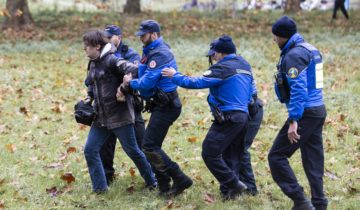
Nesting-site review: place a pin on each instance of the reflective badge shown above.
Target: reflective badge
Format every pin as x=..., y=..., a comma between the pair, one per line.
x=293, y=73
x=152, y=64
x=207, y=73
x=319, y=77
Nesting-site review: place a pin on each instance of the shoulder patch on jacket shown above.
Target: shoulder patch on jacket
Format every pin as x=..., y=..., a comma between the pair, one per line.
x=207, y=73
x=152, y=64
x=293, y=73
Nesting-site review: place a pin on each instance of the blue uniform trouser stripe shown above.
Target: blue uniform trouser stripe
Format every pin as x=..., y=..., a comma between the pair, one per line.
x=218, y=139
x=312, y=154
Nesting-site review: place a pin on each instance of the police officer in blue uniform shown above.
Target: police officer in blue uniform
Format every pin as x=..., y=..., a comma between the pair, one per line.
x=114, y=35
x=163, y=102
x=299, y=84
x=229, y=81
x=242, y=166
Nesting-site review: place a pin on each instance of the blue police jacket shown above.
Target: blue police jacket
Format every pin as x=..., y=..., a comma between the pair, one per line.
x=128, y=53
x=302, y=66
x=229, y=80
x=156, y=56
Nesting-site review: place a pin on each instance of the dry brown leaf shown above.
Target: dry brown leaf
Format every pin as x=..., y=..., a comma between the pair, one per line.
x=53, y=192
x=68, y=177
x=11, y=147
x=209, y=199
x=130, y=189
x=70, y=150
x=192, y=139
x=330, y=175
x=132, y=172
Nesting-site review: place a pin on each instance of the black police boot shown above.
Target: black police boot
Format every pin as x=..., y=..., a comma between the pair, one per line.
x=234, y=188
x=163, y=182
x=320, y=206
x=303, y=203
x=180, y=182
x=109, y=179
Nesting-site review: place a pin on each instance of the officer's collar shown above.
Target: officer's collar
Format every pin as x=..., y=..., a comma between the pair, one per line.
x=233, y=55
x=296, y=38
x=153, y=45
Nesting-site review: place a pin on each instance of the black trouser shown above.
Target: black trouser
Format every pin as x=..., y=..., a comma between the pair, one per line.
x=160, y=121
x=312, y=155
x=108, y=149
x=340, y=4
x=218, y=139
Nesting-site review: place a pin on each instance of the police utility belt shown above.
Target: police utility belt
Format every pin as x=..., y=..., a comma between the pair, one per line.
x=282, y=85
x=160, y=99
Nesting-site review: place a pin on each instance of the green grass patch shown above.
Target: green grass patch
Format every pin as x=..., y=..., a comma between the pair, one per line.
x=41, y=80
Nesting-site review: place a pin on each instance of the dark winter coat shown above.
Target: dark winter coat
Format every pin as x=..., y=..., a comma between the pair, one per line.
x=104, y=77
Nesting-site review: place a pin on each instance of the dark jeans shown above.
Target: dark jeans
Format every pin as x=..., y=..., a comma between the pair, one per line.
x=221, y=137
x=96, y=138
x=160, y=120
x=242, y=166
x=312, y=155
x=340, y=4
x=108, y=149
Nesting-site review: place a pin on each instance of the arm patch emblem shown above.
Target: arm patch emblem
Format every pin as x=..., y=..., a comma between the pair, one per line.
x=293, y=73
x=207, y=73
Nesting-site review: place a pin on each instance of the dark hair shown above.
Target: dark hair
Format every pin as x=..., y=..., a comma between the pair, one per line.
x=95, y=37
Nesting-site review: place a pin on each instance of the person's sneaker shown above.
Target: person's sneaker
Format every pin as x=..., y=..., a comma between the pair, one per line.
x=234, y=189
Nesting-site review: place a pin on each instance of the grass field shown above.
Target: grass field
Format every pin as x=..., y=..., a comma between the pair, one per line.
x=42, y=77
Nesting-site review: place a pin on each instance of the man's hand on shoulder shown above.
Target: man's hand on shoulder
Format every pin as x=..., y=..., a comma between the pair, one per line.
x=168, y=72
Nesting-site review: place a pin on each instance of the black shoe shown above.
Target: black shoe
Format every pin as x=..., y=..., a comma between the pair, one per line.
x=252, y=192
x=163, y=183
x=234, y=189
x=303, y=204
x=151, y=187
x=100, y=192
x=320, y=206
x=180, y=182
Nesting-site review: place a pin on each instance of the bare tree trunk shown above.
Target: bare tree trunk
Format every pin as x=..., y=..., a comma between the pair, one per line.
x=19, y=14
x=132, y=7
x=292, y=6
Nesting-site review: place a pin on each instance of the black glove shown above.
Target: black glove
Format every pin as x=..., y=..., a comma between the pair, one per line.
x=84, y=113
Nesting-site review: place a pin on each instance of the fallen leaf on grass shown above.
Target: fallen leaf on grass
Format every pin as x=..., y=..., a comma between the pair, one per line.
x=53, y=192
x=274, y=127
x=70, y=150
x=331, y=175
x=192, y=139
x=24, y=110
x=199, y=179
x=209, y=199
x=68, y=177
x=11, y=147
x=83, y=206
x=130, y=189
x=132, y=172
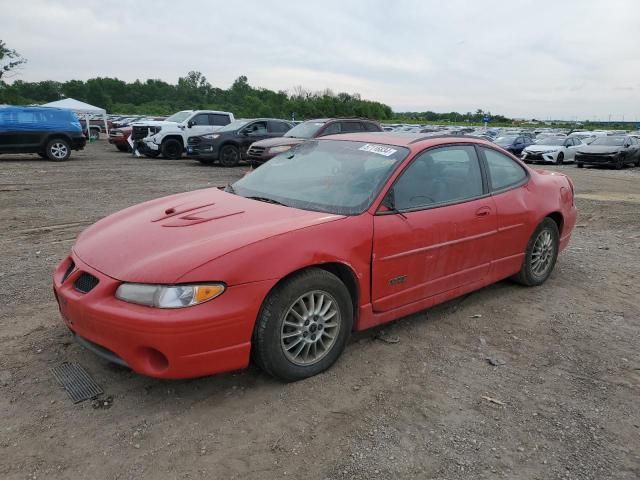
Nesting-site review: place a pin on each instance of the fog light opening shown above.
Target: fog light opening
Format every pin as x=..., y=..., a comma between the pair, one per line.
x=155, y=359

• • • • •

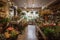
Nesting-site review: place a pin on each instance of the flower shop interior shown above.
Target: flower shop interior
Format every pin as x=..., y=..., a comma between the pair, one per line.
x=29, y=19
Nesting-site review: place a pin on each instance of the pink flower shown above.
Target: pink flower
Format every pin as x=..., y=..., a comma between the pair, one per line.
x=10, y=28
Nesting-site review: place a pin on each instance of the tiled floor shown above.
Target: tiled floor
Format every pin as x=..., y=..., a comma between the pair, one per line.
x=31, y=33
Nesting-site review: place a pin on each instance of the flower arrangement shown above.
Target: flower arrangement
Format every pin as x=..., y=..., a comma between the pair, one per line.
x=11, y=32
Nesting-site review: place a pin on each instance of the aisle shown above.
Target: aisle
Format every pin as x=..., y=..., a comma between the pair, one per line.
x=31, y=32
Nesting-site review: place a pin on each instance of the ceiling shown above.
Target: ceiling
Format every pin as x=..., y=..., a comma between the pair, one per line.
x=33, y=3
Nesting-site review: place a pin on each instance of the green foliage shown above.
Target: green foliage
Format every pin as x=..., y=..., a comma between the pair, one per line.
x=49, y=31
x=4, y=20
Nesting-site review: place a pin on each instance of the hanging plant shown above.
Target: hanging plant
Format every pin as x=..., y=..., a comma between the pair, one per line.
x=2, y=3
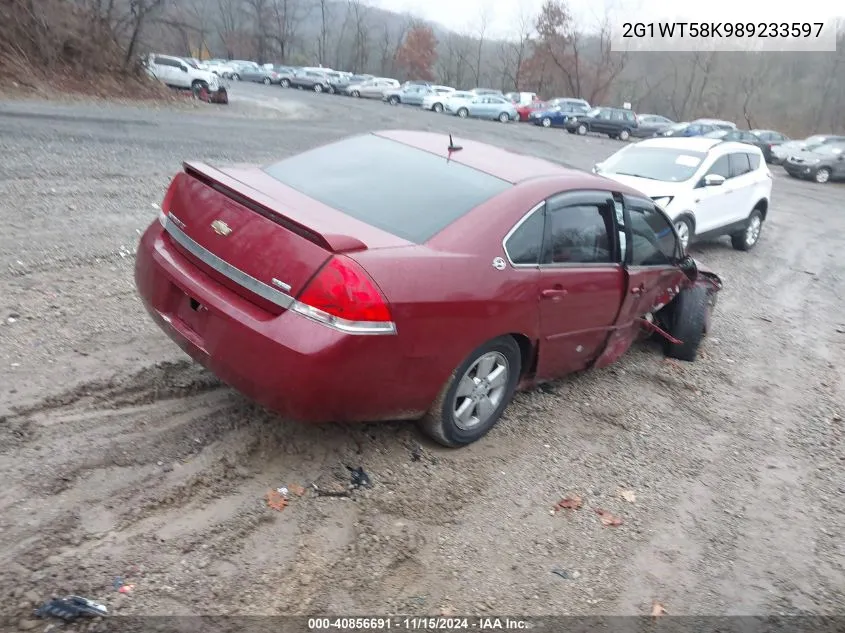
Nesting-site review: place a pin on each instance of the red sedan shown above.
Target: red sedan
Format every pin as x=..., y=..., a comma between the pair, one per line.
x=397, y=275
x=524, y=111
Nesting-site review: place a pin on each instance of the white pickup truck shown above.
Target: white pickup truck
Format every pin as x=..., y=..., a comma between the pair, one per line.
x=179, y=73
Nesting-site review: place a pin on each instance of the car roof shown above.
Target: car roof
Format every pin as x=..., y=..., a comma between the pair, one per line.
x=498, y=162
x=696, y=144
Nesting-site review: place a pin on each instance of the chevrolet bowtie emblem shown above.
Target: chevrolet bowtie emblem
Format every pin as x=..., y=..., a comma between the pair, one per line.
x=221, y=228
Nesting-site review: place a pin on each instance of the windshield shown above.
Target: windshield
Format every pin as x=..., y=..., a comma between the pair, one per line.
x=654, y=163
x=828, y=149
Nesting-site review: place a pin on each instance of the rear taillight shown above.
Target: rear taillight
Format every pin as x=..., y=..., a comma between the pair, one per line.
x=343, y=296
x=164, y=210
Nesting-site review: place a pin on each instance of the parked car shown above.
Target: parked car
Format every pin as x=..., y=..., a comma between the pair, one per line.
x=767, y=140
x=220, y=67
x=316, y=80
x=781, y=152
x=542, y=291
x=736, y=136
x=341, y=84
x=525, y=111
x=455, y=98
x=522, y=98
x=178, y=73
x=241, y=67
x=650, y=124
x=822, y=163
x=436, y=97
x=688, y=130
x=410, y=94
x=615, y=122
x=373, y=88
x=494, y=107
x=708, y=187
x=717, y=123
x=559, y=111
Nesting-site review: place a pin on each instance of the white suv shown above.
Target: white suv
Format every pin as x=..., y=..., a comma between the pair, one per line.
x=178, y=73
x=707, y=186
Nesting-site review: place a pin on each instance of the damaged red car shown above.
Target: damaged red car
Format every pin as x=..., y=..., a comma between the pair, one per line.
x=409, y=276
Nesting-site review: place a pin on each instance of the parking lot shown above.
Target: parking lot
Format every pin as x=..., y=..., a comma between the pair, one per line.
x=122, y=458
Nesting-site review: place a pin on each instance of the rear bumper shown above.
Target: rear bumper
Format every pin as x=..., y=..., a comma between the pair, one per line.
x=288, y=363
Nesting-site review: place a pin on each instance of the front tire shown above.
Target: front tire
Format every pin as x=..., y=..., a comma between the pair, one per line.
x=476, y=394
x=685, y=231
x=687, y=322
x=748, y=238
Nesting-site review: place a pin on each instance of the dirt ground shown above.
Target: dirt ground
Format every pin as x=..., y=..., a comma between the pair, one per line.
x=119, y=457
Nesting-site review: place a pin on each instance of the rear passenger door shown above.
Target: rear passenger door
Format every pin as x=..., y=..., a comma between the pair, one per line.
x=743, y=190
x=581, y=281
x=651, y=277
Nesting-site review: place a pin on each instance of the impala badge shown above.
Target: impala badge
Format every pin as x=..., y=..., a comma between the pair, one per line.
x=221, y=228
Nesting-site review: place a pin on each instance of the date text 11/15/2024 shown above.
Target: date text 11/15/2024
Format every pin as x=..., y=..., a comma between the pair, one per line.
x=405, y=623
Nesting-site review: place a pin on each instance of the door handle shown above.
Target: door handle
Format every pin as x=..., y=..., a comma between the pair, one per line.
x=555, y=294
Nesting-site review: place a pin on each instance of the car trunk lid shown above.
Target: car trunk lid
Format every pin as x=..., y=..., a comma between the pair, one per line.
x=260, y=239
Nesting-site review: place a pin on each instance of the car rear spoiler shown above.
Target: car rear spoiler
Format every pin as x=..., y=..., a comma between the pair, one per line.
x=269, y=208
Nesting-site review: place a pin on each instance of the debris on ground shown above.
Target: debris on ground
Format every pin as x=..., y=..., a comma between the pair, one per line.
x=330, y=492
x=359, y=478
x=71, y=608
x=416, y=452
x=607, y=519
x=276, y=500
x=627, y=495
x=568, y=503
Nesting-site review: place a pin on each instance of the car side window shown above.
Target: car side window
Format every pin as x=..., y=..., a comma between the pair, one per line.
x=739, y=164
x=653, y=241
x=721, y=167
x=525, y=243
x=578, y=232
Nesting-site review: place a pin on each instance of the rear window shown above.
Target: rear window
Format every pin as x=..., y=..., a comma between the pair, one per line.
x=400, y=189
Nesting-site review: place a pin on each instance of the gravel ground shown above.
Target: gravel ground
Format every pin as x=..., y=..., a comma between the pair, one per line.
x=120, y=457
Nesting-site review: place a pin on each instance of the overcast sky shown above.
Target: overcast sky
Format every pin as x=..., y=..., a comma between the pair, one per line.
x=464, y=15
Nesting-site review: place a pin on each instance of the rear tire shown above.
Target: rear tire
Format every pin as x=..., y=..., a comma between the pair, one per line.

• • • • •

> **What is expected**:
Starting at the line that has "Nesting-site review: place a pin on each instance of the fog" and stopping after the line that has "x=155, y=359", write those lines out again, switching "fog light opening" to "grille vent" and leaving everything else unchanged.

> **Solved problem**:
Nesting-site review: place a pin on each instance of the grille vent shown above.
Target: grille vent
Format every pin as x=..., y=..., a comma between the pair, one per line.
x=155, y=359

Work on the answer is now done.